● **Entries shown**
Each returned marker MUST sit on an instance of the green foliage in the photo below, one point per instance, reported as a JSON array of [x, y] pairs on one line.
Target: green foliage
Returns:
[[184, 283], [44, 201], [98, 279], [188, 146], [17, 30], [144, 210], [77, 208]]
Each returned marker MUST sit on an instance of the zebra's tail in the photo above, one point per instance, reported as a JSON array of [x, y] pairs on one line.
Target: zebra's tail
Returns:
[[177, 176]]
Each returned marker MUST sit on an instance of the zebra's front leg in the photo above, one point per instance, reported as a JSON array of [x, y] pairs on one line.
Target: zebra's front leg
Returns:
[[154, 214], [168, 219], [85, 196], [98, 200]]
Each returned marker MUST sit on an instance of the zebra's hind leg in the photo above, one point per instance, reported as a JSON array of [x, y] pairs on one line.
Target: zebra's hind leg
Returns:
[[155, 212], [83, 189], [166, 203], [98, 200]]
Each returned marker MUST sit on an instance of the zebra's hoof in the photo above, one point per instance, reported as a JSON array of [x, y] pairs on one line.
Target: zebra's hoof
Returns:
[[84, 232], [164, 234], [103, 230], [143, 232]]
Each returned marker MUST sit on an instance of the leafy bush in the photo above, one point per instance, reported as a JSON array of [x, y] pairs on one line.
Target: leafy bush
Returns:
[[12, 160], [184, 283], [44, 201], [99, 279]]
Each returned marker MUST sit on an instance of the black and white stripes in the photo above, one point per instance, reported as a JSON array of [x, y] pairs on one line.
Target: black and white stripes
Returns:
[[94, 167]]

● **Short problem**
Turn every line of the records above into a JSON list of strings, with one string per line and no blank lines.

● **Result of this task**
[
  "Each returned marker MUST sit on an instance of the green foliage in the photo below, one point per instance, reported as a JSON array of [x, y] pairs on one line.",
  "Target: green foliage",
  "Returns:",
  "[[184, 283], [44, 201], [98, 279], [188, 146], [17, 30], [144, 210], [77, 208]]",
  "Each returned marker MUST sit on an instance of the zebra's tail in the photo above, one point per instance, reported as a JSON array of [x, y] pairs on one line.",
  "Target: zebra's tail",
  "Returns:",
  "[[177, 176]]",
  "Each returned marker MUST sit on an instance of the zebra's front leg in the photo above, one point per instance, reported as a JSON array of [x, y] pairs on one line.",
  "Target: zebra's front leg",
  "Returns:",
  "[[154, 214], [168, 219], [85, 196], [98, 200]]",
  "Each returned marker MUST sit on an instance of the zebra's hind leg in the photo above, one point per instance, reported as a JSON array of [x, y] pairs on one line.",
  "Target: zebra's hind leg",
  "Returns:",
  "[[155, 212], [83, 189], [166, 203], [98, 200]]",
  "Each returned marker MUST sit on an instance of the zebra's hoof in the photo above, one point per instance, reported as a JSON array of [x, y] pairs on one line.",
  "Target: zebra's hoof",
  "Returns:",
  "[[84, 232], [164, 234], [103, 230], [143, 232]]",
  "Each returned marker MUST sit on an instance of the leafy bush in the photo above, one point per instance, reported as a JSON array of [x, y] pairs on one line.",
  "Target: leafy bush",
  "Returns:",
  "[[12, 160], [184, 283], [44, 201], [99, 279]]",
  "Each returned marker MUST sit on an instance of the black and white stripes in the photo above, one point per instance, reported as a JSON array of [x, y] pairs on one line.",
  "Target: black and white stripes",
  "Returns:",
  "[[94, 167]]"
]